- _WHAT IS EXPECTED_
Reproduce the material below line for line, without changing anything.

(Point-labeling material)
===============
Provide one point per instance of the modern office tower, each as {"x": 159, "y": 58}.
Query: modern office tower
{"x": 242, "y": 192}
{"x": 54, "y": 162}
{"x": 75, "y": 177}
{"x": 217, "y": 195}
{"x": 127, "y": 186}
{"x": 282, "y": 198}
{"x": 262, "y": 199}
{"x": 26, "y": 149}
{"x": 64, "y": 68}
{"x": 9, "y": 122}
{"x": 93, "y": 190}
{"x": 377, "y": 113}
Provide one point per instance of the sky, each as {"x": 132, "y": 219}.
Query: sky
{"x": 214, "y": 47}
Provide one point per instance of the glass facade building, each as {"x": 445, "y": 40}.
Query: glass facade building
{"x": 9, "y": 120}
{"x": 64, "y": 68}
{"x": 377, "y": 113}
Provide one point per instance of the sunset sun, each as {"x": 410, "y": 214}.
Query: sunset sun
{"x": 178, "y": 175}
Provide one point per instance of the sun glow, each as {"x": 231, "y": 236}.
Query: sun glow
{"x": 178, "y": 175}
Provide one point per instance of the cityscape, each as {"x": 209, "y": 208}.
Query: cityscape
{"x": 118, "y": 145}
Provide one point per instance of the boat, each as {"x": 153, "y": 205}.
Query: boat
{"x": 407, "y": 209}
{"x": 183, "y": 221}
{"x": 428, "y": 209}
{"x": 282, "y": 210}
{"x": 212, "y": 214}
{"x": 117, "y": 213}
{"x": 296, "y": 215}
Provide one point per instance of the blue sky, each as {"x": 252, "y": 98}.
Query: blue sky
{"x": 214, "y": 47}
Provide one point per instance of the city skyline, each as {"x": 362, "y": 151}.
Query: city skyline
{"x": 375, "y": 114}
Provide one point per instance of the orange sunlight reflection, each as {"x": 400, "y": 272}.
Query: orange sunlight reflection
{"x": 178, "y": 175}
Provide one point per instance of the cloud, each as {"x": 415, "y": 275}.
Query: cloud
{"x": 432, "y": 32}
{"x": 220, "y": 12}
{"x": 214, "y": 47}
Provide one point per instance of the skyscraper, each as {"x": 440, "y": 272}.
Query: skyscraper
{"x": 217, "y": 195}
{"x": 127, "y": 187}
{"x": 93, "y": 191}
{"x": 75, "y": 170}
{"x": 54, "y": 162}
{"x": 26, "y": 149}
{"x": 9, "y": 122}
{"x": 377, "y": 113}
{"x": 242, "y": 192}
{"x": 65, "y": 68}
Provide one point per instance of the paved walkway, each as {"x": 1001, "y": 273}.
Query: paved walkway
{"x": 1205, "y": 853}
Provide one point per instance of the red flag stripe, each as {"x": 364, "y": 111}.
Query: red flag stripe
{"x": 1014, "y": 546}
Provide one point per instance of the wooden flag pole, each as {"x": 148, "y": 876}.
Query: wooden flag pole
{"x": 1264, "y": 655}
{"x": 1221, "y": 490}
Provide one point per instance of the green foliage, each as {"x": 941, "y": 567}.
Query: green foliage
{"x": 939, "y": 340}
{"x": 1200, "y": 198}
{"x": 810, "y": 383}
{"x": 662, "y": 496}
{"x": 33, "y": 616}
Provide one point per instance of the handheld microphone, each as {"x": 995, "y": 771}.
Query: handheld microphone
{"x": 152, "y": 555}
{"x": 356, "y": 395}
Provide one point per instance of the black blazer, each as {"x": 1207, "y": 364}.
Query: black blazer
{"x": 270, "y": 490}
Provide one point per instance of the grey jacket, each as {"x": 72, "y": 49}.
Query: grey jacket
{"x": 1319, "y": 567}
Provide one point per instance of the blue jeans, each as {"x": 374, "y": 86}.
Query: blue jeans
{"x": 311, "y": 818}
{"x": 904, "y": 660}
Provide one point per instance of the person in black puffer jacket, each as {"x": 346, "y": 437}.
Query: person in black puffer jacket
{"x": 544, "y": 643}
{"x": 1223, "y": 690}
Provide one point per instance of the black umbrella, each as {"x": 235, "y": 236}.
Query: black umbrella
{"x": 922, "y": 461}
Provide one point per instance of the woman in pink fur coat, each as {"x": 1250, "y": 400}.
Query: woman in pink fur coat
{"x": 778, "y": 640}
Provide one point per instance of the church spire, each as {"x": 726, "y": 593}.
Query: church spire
===============
- _ANSWER IN FULL_
Provide one point per instance of the modern office tower, each as {"x": 159, "y": 58}.
Query: modern office tower
{"x": 242, "y": 192}
{"x": 54, "y": 162}
{"x": 75, "y": 177}
{"x": 217, "y": 195}
{"x": 127, "y": 186}
{"x": 282, "y": 198}
{"x": 262, "y": 199}
{"x": 26, "y": 149}
{"x": 64, "y": 68}
{"x": 9, "y": 122}
{"x": 93, "y": 190}
{"x": 377, "y": 113}
Provide one point per instance of the sky, each as {"x": 132, "y": 219}.
Query: sky
{"x": 214, "y": 47}
Provide one point per instance of the glass facade building, each as {"x": 445, "y": 40}.
Query: glass facade building
{"x": 9, "y": 120}
{"x": 64, "y": 68}
{"x": 377, "y": 113}
Provide one point per instance of the sunset sun, each as {"x": 410, "y": 214}.
Query: sunset sun
{"x": 178, "y": 175}
Provide one point per instance of the sun glow, each as {"x": 231, "y": 236}.
Query: sun glow
{"x": 178, "y": 175}
Provide one point per instance of the cityscape, each as {"x": 209, "y": 208}.
Query: cityscape
{"x": 118, "y": 145}
Provide one point per instance of the boat, each as {"x": 153, "y": 205}.
Query: boat
{"x": 407, "y": 209}
{"x": 183, "y": 221}
{"x": 428, "y": 209}
{"x": 282, "y": 210}
{"x": 212, "y": 214}
{"x": 117, "y": 213}
{"x": 296, "y": 215}
Provide one point per instance of the blue sky, each as {"x": 252, "y": 98}.
Query: blue sky
{"x": 214, "y": 47}
Provide one point per instance of the city skyline, each as {"x": 362, "y": 151}.
Query: city skyline
{"x": 375, "y": 114}
Provide one point per instance of the orange sunlight reflection, each as {"x": 400, "y": 272}.
Query: orange sunlight reflection
{"x": 178, "y": 175}
Provide one point per instance of the cloud, each as {"x": 415, "y": 275}.
Query: cloud
{"x": 432, "y": 32}
{"x": 220, "y": 12}
{"x": 214, "y": 47}
Provide one point per instance of the skyscraper, each as {"x": 440, "y": 272}.
Query: skyscraper
{"x": 217, "y": 195}
{"x": 127, "y": 187}
{"x": 93, "y": 191}
{"x": 75, "y": 170}
{"x": 54, "y": 162}
{"x": 26, "y": 149}
{"x": 9, "y": 122}
{"x": 377, "y": 113}
{"x": 242, "y": 192}
{"x": 65, "y": 68}
Provide one point per instance of the paved walkway, each as {"x": 1001, "y": 273}.
Query: paved walkway
{"x": 1205, "y": 853}
Provide one point per instance of the red flag stripe, each as {"x": 364, "y": 111}.
Query: red flag stripe
{"x": 1014, "y": 546}
Provide one point per instance of the wooden flag pole, each as {"x": 148, "y": 876}.
Query: wooden flag pole
{"x": 1264, "y": 655}
{"x": 1221, "y": 490}
Provide one point per instance of the green foliage, each as {"x": 941, "y": 567}.
Query: green foliage
{"x": 939, "y": 340}
{"x": 1200, "y": 198}
{"x": 810, "y": 383}
{"x": 662, "y": 496}
{"x": 33, "y": 616}
Provide one point per instance of the handheld microphone, each as {"x": 995, "y": 771}.
Query: handheld microphone
{"x": 152, "y": 555}
{"x": 356, "y": 395}
Provide one point per instance of the black blazer, each as {"x": 1207, "y": 364}.
Query: black blazer
{"x": 270, "y": 490}
Provide one point per instance of the grey jacket, each as {"x": 72, "y": 49}.
Query: grey jacket
{"x": 1319, "y": 567}
Provide one point per instance of the blue jeans, each as {"x": 374, "y": 86}.
Query: blue jeans
{"x": 311, "y": 818}
{"x": 904, "y": 660}
Provide one point per instance of the person in black puffer jacket, each as {"x": 346, "y": 437}.
Query: person in black puffer jacket
{"x": 544, "y": 643}
{"x": 1223, "y": 690}
Provide one point per instance of the black umbrella, each as {"x": 235, "y": 236}.
Query: black umbrella
{"x": 922, "y": 461}
Provide one point per instance of the woman in pink fur coat, each as {"x": 1250, "y": 400}.
Query: woman in pink fur coat
{"x": 778, "y": 640}
Provide one point per instance of the church spire, each as {"x": 726, "y": 593}.
Query: church spire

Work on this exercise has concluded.